■ Istruzioni ■
1. Copia dall'estratto sulla psicosi maniaco-depressiva il passo che inizia con "L’attuale stasi degli" e prosegue fino a "per esserne sicuri.".
2. Secondo l'estratto sulla psicosi maniaco-depressiva, quale è l'unica conclusione sicura di vent'anni di ricerche?

■ Estratto del testo ■
◇ ◇ ◇ ◇ ◇ ◇ ◇
Queste spiegazioni non sono sicuramente sufficienti per motivare il fallimento delle ricerche. Dopo tutto, la maggior parte delle difficoltà descritte non sono esclusivo appannaggio degli studi sulle malattie psichiatriche. I lavori sulla propensione al cancro al seno, o sul morbo di Alzheimer precoce, si scontrano con ostacoli simili. Anche in questi casi possono essere coinvolti più geni; anche qui la malattia è evolutiva, può comparire in età relativamente avanzata, e una persona può essere portatrice di un fattore di vulnerabilità senza mai ammalarsi. D’altra parte, la diagnosi di un malato è fondata su parametri biologici che possiamo misurare in maniera precisa e presenta un carattere oggettivo innegabile. Per queste malattie, si sono ottenute localizzazioni convincenti, confermate in seguito da altri studi. A volte, lo studio è arrivato fino all’isolamento effettivo del gene, mutato nei malati e solo in essi. Questo traguardo valida l’insieme del percorso e dimostra che la localizzazione iniziale aveva un senso. Dimostra inoltre che la genetica inversa può produrre risultati probanti, anche quando l’individuazione di persone malate è insufficiente, come in tutte le predisposizioni, e vi sono coinvolti più geni.

L’attuale stasi degli studi sulla psicosi maniaco-depressiva indica quindi che la vulnerabilità a questa malattia non è causata dall’alterazione di un particolare gene che si ritrova in tutti i malati. Le determinanti genetiche devono essere molteplici, coinvolgendo geni diversi; si tratta, di fatto, dell’unica conclusione sicura di vent’anni di ricerche e innumerevoli articoli scientifici ! Alcuni ricercatori vanno oltre e suggeriscono che il meccanismo soggiacente non sia il semplice cattivo funzionamento di un gene, ma un fenomeno più complesso che fa intervenire interazioni tra differenti entità e in cui solo la concomitanza di certe variabili avrebbe conseguenze evidenti. Speriamo che non occorrano altri vent’anni per esserne sicuri.

Per il mondo scientifico, la saga della psicosi maniaco-depressiva è ricca di insegnamenti sul modo di condurre d’ora innanzi questi lavori. Il piano della ricerca deve imperativamente includere criteri diagnostici che siano il più precisi e oggettivi possibile, così come una definizione rigida dei criteri statistici utilizzati. La messa a punto di nuovi metodi di mappatura genetica che permettano lo studio di un grande numero di individui può dare nuova vita a questi studi, ma occorrerà anche facilitare le verifiche dando a diversi gruppi di ricerca un effettivo accesso ai campioni di DNA provenienti dalle famiglie studiate da un dato laboratorio: cosa che accade assai di rado. Tutto questo è necessario affinché queste ricerche possano progredire su basi più solide.
◇ ◇ ◇ ◇ ◇ ◇ ◇
■ Dati mostrati ■
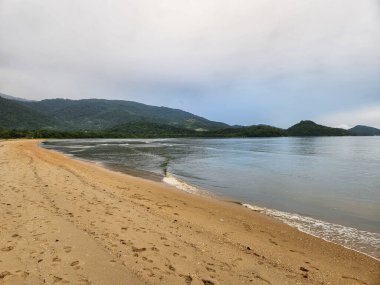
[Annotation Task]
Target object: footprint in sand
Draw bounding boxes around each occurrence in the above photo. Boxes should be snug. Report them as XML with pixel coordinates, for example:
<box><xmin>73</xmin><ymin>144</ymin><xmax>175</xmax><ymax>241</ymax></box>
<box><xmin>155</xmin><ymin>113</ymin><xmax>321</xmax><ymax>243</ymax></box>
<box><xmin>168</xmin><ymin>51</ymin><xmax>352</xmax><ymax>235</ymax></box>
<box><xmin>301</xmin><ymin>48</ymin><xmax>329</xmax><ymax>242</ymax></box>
<box><xmin>1</xmin><ymin>246</ymin><xmax>14</xmax><ymax>251</ymax></box>
<box><xmin>0</xmin><ymin>271</ymin><xmax>11</xmax><ymax>279</ymax></box>
<box><xmin>63</xmin><ymin>246</ymin><xmax>73</xmax><ymax>253</ymax></box>
<box><xmin>53</xmin><ymin>256</ymin><xmax>61</xmax><ymax>262</ymax></box>
<box><xmin>70</xmin><ymin>260</ymin><xmax>81</xmax><ymax>270</ymax></box>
◇ ◇ ◇ ◇ ◇ ◇ ◇
■ Soluzioni ■
1.
L’attuale stasi degli studi sulla psicosi maniaco-depressiva indica quindi che la vulnerabilità a questa malattia non è causata dall’alterazione di un particolare gene che si ritrova in tutti i malati. Le determinanti genetiche devono essere molteplici, coinvolgendo geni diversi; si tratta, di fatto, dell’unica conclusione sicura di vent’anni di ricerche e innumerevoli articoli scientifici ! Alcuni ricercatori vanno oltre e suggeriscono che il meccanismo soggiacente non sia il semplice cattivo funzionamento di un gene, ma un fenomeno più complesso che fa intervenire interazioni tra differenti entità e in cui solo la concomitanza di certe variabili avrebbe conseguenze evidenti. Speriamo che non occorrano altri vent’anni per esserne sicuri.

2. Le determinanti genetiche devono essere molteplici e coinvolgere geni diversi.